* **Listed records**:
»»

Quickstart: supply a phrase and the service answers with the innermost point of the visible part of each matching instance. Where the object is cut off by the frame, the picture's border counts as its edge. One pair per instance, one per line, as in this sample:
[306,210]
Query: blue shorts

««
»»

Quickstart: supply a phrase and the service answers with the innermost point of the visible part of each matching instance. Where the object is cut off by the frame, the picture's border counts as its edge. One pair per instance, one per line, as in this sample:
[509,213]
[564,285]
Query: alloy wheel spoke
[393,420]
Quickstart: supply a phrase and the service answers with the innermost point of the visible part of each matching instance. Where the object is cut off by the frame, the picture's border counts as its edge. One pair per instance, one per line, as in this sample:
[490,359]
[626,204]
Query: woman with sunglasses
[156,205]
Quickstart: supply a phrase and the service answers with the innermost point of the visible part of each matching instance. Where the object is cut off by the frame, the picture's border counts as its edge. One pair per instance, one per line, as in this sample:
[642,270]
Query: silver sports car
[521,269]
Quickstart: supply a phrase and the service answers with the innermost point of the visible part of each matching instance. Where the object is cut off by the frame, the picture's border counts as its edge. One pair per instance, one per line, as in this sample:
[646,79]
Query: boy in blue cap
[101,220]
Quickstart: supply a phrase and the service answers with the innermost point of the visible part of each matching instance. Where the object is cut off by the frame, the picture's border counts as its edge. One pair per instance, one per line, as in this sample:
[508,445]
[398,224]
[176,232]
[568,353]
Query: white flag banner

««

* **Problem details**: Return each line of the data above that contains the string "blue". Uppercase and lowercase letters count as different.

* **Reply to the exercise**:
Query: blue shorts
Query: boy in blue cap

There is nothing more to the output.